Using the entries below, output exactly the line containing "locate car window -- one point per instance" and all lines that follow it to the end.

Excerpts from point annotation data
________________________________________

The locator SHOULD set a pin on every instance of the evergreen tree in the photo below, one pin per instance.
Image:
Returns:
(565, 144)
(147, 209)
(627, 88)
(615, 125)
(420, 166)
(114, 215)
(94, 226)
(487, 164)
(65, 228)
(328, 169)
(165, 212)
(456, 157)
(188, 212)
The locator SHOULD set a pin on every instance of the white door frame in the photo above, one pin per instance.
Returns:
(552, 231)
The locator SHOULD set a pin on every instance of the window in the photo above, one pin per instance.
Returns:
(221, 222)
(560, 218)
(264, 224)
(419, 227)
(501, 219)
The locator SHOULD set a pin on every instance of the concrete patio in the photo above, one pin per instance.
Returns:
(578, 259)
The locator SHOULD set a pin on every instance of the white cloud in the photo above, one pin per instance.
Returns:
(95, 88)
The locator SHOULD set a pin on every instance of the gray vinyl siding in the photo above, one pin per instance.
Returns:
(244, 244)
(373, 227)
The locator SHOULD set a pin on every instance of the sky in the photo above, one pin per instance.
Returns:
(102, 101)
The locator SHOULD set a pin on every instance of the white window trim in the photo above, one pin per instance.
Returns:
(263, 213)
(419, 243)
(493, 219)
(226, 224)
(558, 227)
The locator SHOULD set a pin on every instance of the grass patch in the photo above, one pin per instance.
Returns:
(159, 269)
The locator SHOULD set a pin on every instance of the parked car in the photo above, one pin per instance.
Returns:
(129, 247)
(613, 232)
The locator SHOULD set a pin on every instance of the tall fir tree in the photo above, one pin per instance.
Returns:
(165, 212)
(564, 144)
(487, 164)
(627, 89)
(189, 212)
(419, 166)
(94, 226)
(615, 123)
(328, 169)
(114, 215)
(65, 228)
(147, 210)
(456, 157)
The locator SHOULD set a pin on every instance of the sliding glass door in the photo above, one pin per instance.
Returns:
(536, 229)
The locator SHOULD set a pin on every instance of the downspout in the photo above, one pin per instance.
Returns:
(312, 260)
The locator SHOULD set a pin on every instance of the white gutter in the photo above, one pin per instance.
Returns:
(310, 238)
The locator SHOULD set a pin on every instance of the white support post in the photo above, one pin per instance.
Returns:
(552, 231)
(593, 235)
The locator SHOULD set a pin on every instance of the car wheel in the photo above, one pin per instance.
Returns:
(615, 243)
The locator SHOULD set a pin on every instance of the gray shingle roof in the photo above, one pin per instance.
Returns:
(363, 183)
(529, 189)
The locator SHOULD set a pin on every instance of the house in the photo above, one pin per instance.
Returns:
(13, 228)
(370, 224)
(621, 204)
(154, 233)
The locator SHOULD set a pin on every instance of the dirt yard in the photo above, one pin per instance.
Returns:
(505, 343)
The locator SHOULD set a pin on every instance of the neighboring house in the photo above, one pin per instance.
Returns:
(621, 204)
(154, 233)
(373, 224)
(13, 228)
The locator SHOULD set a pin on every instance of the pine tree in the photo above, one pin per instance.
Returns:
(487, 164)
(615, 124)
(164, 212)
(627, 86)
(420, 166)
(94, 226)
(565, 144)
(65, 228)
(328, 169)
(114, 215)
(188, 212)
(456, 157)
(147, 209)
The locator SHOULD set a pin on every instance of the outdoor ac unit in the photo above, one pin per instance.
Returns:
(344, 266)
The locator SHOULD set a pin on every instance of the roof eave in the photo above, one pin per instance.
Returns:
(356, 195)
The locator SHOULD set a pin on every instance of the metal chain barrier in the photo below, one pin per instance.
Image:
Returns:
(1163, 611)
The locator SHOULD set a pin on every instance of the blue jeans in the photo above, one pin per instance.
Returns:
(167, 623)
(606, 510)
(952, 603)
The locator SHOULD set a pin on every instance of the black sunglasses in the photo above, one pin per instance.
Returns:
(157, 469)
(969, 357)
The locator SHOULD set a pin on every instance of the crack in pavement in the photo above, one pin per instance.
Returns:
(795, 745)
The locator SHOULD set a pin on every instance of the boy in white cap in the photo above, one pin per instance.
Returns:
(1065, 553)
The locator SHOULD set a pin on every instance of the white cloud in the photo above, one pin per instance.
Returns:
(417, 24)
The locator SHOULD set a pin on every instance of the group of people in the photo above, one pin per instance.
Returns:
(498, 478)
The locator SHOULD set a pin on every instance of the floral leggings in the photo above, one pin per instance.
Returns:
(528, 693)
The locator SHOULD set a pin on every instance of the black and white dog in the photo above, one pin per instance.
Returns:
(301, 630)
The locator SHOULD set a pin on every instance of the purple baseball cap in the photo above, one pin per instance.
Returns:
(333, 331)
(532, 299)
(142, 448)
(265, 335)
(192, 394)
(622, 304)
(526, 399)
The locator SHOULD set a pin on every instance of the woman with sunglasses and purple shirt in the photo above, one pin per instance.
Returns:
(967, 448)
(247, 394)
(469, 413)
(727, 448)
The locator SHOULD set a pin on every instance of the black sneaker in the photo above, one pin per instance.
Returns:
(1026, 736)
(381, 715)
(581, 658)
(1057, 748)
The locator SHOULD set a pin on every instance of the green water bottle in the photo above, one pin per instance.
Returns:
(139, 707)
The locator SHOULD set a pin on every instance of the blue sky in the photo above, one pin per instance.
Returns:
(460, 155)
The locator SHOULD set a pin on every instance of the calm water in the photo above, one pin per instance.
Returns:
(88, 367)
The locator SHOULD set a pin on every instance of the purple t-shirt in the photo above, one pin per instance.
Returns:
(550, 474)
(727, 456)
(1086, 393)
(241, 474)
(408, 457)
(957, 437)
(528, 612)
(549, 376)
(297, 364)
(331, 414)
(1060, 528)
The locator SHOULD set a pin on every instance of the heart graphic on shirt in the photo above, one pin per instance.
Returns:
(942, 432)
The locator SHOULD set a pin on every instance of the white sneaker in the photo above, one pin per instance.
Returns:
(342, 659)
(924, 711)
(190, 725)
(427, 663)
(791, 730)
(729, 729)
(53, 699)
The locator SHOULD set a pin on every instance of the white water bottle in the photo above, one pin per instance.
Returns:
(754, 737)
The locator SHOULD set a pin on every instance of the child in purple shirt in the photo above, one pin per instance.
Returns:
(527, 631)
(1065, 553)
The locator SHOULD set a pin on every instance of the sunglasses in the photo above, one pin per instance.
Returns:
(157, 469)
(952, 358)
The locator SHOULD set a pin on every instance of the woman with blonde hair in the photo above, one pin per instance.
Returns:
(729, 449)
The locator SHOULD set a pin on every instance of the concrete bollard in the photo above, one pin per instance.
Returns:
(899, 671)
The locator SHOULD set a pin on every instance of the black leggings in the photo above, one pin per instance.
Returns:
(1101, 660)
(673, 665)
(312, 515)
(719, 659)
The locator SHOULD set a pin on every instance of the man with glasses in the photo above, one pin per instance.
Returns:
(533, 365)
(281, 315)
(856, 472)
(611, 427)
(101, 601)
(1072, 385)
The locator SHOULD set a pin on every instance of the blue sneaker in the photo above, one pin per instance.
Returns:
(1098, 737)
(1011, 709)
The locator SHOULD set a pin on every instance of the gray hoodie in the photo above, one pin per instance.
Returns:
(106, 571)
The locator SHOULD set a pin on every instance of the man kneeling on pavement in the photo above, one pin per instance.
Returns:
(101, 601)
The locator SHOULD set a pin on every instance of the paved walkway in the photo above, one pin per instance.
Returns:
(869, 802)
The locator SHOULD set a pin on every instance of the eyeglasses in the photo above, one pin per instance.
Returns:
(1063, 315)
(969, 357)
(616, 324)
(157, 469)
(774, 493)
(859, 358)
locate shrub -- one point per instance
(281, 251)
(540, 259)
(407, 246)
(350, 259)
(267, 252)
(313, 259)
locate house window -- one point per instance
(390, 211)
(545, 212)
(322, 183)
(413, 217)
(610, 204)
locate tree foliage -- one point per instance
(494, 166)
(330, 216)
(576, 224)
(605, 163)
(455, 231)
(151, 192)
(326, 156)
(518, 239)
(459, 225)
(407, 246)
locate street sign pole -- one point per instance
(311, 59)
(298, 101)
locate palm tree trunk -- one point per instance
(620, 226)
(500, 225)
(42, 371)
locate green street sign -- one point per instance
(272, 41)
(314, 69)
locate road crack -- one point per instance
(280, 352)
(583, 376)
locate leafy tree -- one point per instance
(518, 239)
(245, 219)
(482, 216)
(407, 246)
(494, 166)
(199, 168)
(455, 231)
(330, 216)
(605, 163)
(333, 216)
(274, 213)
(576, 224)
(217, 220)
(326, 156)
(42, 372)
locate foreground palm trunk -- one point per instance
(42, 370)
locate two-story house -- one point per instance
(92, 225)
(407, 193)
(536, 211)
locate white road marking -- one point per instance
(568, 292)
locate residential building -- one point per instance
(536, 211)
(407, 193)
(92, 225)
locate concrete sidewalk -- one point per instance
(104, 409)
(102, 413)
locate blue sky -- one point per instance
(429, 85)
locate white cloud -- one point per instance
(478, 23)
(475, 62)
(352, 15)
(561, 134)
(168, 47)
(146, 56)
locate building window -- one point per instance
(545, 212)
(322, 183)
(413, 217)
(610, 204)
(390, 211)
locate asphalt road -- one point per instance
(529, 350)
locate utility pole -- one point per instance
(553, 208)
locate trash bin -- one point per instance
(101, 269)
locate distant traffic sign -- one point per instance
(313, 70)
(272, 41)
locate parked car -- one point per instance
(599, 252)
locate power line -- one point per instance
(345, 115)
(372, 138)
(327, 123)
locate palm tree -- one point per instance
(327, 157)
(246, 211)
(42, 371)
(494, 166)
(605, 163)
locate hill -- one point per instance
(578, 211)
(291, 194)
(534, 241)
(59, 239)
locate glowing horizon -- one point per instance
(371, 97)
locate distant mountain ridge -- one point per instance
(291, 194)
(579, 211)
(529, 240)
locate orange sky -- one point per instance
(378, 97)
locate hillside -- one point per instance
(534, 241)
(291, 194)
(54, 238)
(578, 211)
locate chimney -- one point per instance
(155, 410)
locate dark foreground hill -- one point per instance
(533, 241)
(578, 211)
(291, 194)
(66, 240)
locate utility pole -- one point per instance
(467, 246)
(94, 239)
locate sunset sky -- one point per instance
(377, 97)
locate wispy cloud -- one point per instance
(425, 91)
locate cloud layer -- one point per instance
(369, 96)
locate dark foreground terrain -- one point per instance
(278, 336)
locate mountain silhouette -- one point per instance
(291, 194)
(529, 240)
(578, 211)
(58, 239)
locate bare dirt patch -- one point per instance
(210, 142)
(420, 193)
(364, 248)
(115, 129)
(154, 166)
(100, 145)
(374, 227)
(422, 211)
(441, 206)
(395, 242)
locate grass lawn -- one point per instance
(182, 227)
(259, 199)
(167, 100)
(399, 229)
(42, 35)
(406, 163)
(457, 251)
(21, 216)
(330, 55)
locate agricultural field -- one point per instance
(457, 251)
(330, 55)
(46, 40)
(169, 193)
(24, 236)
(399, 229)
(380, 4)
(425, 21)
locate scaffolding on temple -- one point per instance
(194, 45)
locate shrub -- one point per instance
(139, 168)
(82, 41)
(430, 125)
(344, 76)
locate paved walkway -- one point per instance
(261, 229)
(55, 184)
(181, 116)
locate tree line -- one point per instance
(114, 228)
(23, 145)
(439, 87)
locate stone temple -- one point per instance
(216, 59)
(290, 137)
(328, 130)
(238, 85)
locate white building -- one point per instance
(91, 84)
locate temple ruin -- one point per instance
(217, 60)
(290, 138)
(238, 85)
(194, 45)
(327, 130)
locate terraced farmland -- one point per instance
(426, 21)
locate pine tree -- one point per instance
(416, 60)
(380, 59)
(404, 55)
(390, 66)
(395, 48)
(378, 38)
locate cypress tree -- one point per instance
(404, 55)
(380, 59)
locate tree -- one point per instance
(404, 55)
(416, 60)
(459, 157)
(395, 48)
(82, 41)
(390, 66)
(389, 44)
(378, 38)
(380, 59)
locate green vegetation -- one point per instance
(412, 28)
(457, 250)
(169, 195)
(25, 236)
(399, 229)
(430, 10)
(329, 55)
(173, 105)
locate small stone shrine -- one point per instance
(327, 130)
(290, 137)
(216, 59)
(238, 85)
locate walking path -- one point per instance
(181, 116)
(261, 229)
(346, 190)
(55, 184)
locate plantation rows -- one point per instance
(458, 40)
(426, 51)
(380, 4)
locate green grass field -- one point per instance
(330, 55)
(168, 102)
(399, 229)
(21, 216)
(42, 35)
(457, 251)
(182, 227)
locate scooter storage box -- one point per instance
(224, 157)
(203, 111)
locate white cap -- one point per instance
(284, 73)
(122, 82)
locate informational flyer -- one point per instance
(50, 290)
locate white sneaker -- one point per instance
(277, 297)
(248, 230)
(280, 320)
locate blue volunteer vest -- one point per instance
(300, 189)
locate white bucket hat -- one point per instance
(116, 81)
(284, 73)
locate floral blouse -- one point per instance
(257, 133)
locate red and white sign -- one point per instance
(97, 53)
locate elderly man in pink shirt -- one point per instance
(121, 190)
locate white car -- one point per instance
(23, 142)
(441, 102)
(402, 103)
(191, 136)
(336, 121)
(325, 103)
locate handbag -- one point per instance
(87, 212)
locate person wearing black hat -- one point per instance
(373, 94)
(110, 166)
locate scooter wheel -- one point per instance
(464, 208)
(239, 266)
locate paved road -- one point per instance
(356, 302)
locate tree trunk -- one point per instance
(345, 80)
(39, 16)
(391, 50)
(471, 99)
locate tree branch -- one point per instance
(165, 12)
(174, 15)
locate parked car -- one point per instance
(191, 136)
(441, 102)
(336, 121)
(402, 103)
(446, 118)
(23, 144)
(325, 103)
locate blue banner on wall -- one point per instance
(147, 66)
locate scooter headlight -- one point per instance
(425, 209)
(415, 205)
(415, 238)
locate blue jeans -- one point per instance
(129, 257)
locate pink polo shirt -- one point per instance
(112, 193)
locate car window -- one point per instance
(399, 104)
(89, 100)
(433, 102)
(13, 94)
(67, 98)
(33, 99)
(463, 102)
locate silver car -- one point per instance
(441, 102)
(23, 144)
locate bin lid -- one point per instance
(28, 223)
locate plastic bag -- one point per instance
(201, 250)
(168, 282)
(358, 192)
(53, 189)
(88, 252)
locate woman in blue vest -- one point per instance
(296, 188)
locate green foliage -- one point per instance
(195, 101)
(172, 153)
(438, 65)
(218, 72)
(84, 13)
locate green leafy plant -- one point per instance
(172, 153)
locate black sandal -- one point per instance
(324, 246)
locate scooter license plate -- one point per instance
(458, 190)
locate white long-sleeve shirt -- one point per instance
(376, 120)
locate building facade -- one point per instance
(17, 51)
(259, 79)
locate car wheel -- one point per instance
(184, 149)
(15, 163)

________________________________________

[Output]
locate car window -- one point per instance
(399, 104)
(89, 100)
(433, 102)
(13, 94)
(67, 98)
(33, 99)
(463, 102)
locate silver car -- one point per instance
(441, 102)
(23, 144)
locate bin lid -- one point per instance
(28, 223)
locate plastic bag -- one point per instance
(201, 250)
(168, 282)
(358, 192)
(53, 189)
(88, 252)
locate woman in blue vest -- one point per instance
(296, 188)
locate green foliage -- one point per instance
(195, 101)
(172, 153)
(438, 65)
(218, 72)
(84, 13)
locate green leafy plant -- one point per instance
(172, 153)
locate black sandal -- one point per instance
(324, 246)
locate scooter license plate -- one point per instance
(458, 190)
locate white long-sleeve shirt -- one point per instance
(376, 120)
locate building facade -- one point per instance
(17, 51)
(259, 79)
locate car wheel -- one point per instance
(184, 149)
(15, 163)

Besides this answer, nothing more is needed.